> _Consigne a_
Recopiez le texte fourni en entier, mot pour mot, sans rien y changer.

Le Figaro de ce jour nous informe que le Trésor et Euronext lancent un marché secondaire des emprunts d’Etat, aux caractéristiques identiques aux marchés actions. Je m’en réjouis car, pendant 2 ans à Bercy, j’ai, sans succès, suggéré cette idée. C’était, me disait-on, impossible à l’époque. Incompatible au plan communautaire. Et totalement désuet !
Je tenais cependant beaucoup à cette idée car je rêvais de pouvoir proposer aux Français des titres d’emprunts d’Etat à zéro pour cent. Considérant cette démarche comme très pédagogique pour traiter concrètement de la dette de notre Pays. En effet, comment convaincre nos compatriotes que la dette de leur Etat est aussi la leur ? sauf à leur proposer d’en prendre une toute petite partie à leur charge ? Je n’avais naturellement rien inventé puisque Antoine Pinay, à 2 reprises, avait utilisé cette méthode, à une époque où les marchés financiers n’étaient certes pas ce qu’ils sont aujourd’hui, j’en conviens volontiers.
Prêter un peu de son épargne à l’Etat sans intérêt, c’est rêver me direz-vous ? Je n’en suis pas si sûr. D’abord parce que la contrepartie de ce prêt gratuit, pour une durée de 5 ans par exemple, pourrait être une exonération de droit de succession, voire d’ISF. Il ne serait pas choquant de pouvoir transmettre, moyennant un plafonnement pour éviter les abus, ces titres à ses enfants en franchise de droits. Ne devront-ils pas de toute manière, comme contribuable, participer au remboursement.

> _Consigne b_
Relevez chaque ligne contenant la chaîne « rough » et recopiez-la. Tenez compte des majuscules et des minuscules.

> _Données de travail_

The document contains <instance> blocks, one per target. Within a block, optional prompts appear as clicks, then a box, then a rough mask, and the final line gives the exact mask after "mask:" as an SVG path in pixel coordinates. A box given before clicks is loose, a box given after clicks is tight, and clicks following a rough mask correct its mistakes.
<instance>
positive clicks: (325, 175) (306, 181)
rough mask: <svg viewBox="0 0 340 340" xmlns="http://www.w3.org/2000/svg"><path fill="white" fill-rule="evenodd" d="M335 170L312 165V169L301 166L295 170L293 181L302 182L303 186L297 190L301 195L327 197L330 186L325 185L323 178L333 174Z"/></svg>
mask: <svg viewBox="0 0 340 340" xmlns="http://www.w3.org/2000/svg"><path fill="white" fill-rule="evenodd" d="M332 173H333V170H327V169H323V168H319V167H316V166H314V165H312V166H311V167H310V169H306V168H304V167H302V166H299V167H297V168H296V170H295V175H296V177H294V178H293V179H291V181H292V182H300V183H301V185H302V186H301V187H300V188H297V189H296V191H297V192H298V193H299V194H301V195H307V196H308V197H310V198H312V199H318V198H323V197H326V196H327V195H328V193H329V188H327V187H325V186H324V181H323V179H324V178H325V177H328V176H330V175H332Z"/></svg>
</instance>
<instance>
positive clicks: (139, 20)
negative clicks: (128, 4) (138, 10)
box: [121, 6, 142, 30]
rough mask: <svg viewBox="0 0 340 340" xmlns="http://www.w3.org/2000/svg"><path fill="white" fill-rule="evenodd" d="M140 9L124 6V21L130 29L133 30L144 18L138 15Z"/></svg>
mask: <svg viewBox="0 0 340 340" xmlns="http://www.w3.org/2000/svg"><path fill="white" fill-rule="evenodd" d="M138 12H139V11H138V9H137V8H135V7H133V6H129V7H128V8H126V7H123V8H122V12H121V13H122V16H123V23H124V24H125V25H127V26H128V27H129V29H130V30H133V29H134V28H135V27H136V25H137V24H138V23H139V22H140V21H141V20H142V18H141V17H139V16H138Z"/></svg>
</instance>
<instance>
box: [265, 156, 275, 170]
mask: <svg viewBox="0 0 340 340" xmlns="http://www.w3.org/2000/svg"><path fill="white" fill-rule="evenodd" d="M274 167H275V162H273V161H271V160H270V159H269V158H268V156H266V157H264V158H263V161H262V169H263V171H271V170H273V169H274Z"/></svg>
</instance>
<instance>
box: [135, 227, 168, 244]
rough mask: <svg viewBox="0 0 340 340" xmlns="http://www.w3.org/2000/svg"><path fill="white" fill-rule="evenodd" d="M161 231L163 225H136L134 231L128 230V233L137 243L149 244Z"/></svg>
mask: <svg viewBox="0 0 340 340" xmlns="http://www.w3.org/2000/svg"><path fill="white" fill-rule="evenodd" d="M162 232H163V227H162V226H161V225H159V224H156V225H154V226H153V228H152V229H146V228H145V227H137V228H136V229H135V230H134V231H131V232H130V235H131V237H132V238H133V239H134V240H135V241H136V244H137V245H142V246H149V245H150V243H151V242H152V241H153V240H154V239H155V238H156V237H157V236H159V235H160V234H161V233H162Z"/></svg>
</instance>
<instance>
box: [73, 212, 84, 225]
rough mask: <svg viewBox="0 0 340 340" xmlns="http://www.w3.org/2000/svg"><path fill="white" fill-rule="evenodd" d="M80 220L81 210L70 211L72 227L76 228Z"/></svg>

> _Réponse rédigée a_
Le Figaro de ce jour nous informe que le Trésor et Euronext lancent un marché secondaire des emprunts d’Etat, aux caractéristiques identiques aux marchés actions. Je m’en réjouis car, pendant 2 ans à Bercy, j’ai, sans succès, suggéré cette idée. C’était, me disait-on, impossible à l’époque. Incompatible au plan communautaire. Et totalement désuet !
Je tenais cependant beaucoup à cette idée car je rêvais de pouvoir proposer aux Français des titres d’emprunts d’Etat à zéro pour cent. Considérant cette démarche comme très pédagogique pour traiter concrètement de la dette de notre Pays. En effet, comment convaincre nos compatriotes que la dette de leur Etat est aussi la leur ? sauf à leur proposer d’en prendre une toute petite partie à leur charge ? Je n’avais naturellement rien inventé puisque Antoine Pinay, à 2 reprises, avait utilisé cette méthode, à une époque où les marchés financiers n’étaient certes pas ce qu’ils sont aujourd’hui, j’en conviens volontiers.
Prêter un peu de son épargne à l’Etat sans intérêt, c’est rêver me direz-vous ? Je n’en suis pas si sûr. D’abord parce que la contrepartie de ce prêt gratuit, pour une durée de 5 ans par exemple, pourrait être une exonération de droit de succession, voire d’ISF. Il ne serait pas choquant de pouvoir transmettre, moyennant un plafonnement pour éviter les abus, ces titres à ses enfants en franchise de droits. Ne devront-ils pas de toute manière, comme contribuable, participer au remboursement.

> _Réponse rédigée b_
The document contains <instance> blocks, one per target. Within a block, optional prompts appear as clicks, then a box, then a rough mask, and the final line gives the exact mask after "mask:" as an SVG path in pixel coordinates. A box given before clicks is loose, a box given after clicks is tight, and clicks following a rough mask correct its mistakes.
rough mask: <svg viewBox="0 0 340 340" xmlns="http://www.w3.org/2000/svg"><path fill="white" fill-rule="evenodd" d="M335 170L312 165V169L301 166L295 170L293 181L302 182L303 186L297 190L301 195L327 197L330 186L325 185L323 178L333 174Z"/></svg>
rough mask: <svg viewBox="0 0 340 340" xmlns="http://www.w3.org/2000/svg"><path fill="white" fill-rule="evenodd" d="M140 9L124 6V21L130 29L133 30L144 18L138 15Z"/></svg>
rough mask: <svg viewBox="0 0 340 340" xmlns="http://www.w3.org/2000/svg"><path fill="white" fill-rule="evenodd" d="M161 231L163 225H136L134 231L128 230V233L137 243L149 244Z"/></svg>
rough mask: <svg viewBox="0 0 340 340" xmlns="http://www.w3.org/2000/svg"><path fill="white" fill-rule="evenodd" d="M80 220L81 210L70 211L72 227L76 228Z"/></svg>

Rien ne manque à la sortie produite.